#### [Instructions to follow]
Please read the passage about Vena below and say what the sages used to kill him.

#### [Selected excerpt]
..........

You wicked girl! When you become a house-holder and join your husband you will get a son who will be a scoffer of Devas and Brahmins and an all-round sinner.

=== Birth ===
According to the Bhagavata Purana, once, when King Anga was performing the ashvamedha sacrifice, the deities did not accept his oblations, for he did not have a son. On the advice of sages, Anga performed another sacrifice and venerated Vishnu. From the sacrificial fire arose a person with milk-boiled rice (payasam). Anga fed the rice to his wife, Sunitha, who gave birth to a son. The son, from his childhood, was attached to his maternal grandfather Mrityu (a portion of Adharma), and turned to unrighteousness. He acted like a beast, ruthlessly hunting innocent deer. Seeing his wicked acts, he was named Vena, 'the tormentor'. Unable to disciple his child, Anga lost his peace of mind, and left his kingdom in disgust, retiring to the forest. Fearing anarchy and thieves, the sages and the people crowned Vena as the king, even though they were dissatisfied with the prince.

=== Reign and death ===
When Vena became the king, the thieves immediately stopped their crimes and hid themselves. However, Vena proclaimed that in his kingdom, no one would perform a sacrifice, and that they would not spend a single coin on religious acts. He banned religion. The sages visited Vena's court to conciliate the king, offering him wisdom about dharma (duty), moksha (salvation), and his responsibility as a ruler from the Dharmashastras. They asked him to restore the practice of sacrificial offerings and religious ceremonies. Vena declared their devotion towards Yajneshvara to be foolish, for he himself was the embodiment of all the deities. He commanded that all of his subjects worship him rather than any other being. Angered by the insult that the king had made towards their Brahmin birth, and the deity Vishnu, the sages slew him with consecrated blades of grass, while uttering the huṃ sound. A grieving Sunitha preserved her son's corpse by chanting mantras and applying medicines.

=== Birth of Prithu ===
After the death of Vena, there was anarchy, since Vena had no sons and heirs. Thieves and evil men begun to plunder and steal from innocent people. Wishing to continue the line of Vena's father, Anga, they kneaded the thigh of Vena, from which a dwarfish man appeared, with black features and blood-red eyes. The man bowed before the sages and asked them of his purpose. The sages told him to sit (niṣīda), after which he named himself. The man is said to have accepted all the sins committed by Vena unto himself. Thereafter, the descendants of the man came to be known as the Nishadas, dwelling in the Vindhya mountains.

The sages then began to knead the corpse’s right hand, from which a shining man, Prithu, bearing a divine bow, arrows, and armour appeared. The sages observed that Prithu had the mark of the Sudarshana Chakra, after which they identified him as a form of Vishnu. He was crowned as the new king, and went on to become a powerful ruler, restoring religious rites and sacrifices.

The people sought out Prithu, informing him that during the anarchy before his accession, the world had become so gloomy and dark that the earth-goddess, and incarnation of Lakshmi, Bhumi, had decided that she would not provide crops to humans anymore. She had taken the form of a cow and gone into hiding, making the earth empty of any vegetation. Furious, Prithu chased Bhumi through the three worlds, bearing his bow, Ajagava. When he finally cornered her, she pleaded with him to spare her. She allowed him and the sages to milk her, which restored the vegetation and vitality of the earth, as well as its people. Hence, Vishnu was able to make his consort restore her prosperity to the human race, as Prithu. Due to this reason, Bhumi acquired the epithet Prithvi.

..........

#### [Extracted entries]
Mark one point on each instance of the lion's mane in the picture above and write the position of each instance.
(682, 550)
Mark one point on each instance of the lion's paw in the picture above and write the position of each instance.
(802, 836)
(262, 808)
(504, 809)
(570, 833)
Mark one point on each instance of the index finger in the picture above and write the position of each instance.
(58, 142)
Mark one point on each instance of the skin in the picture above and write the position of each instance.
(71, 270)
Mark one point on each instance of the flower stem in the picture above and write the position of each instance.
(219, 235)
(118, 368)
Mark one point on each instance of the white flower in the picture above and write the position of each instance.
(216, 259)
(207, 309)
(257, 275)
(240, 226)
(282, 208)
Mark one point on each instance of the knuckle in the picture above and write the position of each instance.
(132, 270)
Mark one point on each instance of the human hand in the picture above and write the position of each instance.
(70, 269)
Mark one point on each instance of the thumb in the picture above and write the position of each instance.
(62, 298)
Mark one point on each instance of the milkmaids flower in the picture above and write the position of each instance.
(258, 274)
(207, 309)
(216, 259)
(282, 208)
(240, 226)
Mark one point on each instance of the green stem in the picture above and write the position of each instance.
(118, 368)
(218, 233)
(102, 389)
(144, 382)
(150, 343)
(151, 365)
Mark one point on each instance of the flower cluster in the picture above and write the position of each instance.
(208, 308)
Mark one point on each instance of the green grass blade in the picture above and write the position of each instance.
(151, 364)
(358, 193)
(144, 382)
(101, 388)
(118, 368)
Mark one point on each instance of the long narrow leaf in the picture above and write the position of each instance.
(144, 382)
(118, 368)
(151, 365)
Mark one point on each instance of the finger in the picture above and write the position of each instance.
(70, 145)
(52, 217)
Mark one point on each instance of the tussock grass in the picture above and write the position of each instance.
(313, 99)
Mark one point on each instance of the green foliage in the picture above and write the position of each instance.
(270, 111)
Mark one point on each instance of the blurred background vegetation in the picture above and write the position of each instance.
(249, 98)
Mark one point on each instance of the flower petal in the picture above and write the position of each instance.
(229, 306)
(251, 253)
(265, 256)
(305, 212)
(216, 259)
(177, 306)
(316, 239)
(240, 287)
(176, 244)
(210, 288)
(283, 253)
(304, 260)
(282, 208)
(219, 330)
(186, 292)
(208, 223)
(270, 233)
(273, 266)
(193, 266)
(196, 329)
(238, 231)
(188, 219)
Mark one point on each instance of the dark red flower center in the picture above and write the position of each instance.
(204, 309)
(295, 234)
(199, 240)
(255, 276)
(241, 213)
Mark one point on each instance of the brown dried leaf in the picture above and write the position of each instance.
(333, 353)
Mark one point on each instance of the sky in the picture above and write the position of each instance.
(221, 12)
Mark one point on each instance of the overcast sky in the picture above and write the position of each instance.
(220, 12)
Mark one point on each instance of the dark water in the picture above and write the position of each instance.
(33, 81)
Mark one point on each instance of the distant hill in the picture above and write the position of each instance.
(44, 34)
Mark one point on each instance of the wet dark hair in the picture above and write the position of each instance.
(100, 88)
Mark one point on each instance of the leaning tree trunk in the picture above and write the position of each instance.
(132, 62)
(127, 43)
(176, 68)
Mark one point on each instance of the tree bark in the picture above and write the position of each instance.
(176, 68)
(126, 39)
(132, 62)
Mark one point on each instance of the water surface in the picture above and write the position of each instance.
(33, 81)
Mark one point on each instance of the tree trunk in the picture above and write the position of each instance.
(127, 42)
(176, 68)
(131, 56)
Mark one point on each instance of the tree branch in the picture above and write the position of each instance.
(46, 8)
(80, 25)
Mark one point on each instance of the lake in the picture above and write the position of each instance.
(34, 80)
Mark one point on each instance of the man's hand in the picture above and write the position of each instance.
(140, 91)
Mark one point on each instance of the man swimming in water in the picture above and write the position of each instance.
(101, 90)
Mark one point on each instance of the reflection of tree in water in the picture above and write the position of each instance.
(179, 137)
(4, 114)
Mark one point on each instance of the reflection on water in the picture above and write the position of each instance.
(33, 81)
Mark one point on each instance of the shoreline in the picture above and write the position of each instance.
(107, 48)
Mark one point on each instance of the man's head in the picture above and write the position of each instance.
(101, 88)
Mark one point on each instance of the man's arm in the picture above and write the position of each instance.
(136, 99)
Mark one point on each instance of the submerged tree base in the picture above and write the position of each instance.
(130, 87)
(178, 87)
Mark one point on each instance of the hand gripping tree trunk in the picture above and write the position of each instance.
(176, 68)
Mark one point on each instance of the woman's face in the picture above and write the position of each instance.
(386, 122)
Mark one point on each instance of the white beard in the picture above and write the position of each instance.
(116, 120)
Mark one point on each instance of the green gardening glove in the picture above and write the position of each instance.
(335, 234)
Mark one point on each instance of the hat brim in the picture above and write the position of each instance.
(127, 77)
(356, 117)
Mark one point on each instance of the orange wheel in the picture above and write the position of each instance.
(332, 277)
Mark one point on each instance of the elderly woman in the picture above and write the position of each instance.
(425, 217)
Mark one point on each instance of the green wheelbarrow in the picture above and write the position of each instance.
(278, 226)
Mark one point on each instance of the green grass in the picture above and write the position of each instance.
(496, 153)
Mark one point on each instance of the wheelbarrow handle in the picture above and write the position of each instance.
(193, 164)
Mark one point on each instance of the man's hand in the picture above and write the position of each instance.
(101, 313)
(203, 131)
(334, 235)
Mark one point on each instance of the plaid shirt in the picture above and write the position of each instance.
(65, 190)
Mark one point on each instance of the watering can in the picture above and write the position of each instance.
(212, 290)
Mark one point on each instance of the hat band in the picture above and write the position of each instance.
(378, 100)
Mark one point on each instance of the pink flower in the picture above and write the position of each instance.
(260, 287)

..........

#### [Result of the task]
Consecrated blades of grass.